— Begin —
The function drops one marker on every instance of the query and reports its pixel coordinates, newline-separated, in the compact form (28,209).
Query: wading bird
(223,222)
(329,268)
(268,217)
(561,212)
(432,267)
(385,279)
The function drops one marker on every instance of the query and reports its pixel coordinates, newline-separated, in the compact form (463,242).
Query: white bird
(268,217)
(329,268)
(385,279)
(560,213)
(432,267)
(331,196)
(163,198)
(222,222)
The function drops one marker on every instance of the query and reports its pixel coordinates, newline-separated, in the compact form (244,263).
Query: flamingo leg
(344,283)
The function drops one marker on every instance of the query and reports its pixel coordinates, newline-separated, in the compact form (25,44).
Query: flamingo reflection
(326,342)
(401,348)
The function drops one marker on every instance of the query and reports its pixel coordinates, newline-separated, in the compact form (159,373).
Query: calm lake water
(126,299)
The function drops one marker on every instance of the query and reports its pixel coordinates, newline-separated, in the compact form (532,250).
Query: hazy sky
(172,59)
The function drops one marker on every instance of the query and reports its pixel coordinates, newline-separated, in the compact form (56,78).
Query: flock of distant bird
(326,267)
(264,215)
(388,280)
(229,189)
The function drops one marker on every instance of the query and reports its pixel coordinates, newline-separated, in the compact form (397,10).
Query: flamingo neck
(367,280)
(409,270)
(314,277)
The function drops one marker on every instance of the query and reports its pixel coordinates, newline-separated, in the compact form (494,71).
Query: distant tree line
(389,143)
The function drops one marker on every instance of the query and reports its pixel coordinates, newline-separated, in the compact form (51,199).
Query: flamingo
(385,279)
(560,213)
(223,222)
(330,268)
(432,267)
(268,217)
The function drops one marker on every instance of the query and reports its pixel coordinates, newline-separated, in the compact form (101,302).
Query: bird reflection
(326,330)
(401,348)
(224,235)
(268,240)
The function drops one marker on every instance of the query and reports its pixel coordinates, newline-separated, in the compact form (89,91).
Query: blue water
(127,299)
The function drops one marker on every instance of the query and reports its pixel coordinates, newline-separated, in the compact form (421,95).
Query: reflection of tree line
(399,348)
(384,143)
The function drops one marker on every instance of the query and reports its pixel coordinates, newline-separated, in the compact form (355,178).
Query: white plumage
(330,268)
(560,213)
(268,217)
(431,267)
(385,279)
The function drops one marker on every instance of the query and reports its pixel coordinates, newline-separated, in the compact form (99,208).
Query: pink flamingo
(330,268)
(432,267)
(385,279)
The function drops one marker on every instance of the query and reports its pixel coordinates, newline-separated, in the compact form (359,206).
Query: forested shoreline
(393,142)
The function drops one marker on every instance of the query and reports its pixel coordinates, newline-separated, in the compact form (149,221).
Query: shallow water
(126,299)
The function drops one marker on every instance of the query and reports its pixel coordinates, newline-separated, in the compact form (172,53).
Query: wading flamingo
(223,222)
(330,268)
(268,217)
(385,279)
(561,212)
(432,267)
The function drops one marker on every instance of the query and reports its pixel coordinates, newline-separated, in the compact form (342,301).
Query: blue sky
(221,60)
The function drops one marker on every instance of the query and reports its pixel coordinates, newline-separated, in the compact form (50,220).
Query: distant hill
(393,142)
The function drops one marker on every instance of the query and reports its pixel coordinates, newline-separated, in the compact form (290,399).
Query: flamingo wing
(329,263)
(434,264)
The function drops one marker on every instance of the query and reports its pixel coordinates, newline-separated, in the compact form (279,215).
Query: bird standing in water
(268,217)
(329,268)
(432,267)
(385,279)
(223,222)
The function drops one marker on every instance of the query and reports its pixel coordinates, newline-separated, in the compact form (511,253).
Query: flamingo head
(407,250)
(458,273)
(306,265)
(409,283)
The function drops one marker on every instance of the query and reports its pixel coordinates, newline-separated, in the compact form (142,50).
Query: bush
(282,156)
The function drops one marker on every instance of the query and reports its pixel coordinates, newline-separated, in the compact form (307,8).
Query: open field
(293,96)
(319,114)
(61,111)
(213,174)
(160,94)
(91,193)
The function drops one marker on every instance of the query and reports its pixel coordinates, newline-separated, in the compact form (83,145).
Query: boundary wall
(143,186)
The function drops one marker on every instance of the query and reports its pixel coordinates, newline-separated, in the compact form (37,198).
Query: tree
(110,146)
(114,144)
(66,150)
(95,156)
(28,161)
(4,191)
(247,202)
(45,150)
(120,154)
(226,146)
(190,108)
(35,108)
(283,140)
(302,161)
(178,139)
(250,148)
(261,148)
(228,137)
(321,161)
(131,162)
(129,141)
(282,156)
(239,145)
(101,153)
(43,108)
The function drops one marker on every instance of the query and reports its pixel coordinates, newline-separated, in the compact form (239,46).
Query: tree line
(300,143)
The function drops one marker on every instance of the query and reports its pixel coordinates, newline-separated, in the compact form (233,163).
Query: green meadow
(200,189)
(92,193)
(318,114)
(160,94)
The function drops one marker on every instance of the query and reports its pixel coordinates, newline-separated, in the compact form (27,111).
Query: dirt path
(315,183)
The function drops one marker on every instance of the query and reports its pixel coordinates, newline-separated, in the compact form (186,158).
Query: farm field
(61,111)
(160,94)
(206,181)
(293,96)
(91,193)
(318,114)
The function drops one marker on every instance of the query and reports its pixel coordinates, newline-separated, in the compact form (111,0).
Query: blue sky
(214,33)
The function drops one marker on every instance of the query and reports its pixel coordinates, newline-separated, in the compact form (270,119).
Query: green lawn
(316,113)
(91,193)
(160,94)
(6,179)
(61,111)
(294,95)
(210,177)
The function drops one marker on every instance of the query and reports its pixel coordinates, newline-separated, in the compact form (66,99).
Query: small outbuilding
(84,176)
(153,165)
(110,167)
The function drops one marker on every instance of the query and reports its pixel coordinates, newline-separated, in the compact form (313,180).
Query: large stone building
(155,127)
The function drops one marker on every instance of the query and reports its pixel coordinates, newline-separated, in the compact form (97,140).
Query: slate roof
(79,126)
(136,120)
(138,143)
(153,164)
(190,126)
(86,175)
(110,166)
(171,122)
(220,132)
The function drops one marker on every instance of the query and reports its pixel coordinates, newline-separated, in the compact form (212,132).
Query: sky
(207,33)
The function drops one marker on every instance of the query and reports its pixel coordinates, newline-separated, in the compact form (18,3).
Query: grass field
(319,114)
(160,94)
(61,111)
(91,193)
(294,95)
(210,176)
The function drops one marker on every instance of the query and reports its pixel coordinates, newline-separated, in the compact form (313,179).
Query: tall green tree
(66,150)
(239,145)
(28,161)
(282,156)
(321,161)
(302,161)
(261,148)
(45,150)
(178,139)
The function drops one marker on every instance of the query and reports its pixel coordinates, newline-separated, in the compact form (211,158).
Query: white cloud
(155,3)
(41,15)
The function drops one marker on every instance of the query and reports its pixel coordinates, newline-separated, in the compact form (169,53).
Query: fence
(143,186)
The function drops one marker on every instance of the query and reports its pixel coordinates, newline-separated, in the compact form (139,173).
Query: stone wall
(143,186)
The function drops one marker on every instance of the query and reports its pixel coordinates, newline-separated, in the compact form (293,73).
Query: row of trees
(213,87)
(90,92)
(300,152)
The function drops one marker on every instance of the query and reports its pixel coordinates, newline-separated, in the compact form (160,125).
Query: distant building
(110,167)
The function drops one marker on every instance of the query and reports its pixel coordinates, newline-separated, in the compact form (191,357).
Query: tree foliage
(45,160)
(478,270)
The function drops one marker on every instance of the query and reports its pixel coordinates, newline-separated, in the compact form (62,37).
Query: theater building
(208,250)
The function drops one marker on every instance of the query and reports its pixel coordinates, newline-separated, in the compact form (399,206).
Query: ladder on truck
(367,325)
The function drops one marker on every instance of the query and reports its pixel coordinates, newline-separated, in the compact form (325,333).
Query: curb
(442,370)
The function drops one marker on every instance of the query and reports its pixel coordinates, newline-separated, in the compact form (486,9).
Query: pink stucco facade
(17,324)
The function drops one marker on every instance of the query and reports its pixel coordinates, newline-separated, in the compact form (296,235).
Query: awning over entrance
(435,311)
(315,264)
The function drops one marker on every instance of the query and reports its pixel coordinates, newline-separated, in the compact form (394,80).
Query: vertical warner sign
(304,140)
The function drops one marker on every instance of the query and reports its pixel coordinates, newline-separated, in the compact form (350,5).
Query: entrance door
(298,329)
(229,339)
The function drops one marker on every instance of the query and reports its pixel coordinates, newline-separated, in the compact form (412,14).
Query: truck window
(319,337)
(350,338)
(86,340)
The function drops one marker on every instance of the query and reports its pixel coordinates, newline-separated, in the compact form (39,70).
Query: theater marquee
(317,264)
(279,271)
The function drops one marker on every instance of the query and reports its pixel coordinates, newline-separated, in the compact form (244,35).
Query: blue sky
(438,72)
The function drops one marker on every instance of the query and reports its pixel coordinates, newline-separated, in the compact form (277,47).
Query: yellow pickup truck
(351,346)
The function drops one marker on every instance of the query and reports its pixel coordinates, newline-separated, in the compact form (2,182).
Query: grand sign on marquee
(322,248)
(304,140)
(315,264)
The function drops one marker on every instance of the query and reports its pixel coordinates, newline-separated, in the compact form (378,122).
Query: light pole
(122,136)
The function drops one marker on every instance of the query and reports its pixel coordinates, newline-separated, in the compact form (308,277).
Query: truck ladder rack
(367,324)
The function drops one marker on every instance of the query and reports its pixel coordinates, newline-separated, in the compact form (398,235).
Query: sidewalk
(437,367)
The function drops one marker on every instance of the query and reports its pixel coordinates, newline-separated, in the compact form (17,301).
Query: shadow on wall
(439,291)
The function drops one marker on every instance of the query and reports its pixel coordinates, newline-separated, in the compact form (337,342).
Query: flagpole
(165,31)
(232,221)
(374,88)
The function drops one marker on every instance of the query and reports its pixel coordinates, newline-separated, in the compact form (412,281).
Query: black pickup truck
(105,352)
— End —
[WORK REQUIRED]: Begin with the line containing "compact form (308,277)." and repeat each line exactly until the records above end.

[OUTPUT FOR THIS TASK]:
The function drops one marker on every instance of the query and reports its pixel coordinates, newline-separated, in the compact form (308,277).
Query: truck ladder rack
(367,324)
The function drops one marker on every instance of the query and reports its pixel coordinates, newline-separated, in the compact form (398,235).
Query: sidewalk
(437,367)
The function drops one marker on every instance of the query and reports its pixel coordinates, newline-separated, in the compact form (17,301).
Query: shadow on wall
(439,291)
The function drops one marker on every instance of the query and reports its pixel coordinates, newline-separated, in the compact form (337,342).
Query: flagpole
(165,31)
(232,221)
(374,88)
The function drops one marker on every instance of the query and reports its pixel coordinates, newline-separated, in the compact form (412,281).
Query: black pickup truck
(105,352)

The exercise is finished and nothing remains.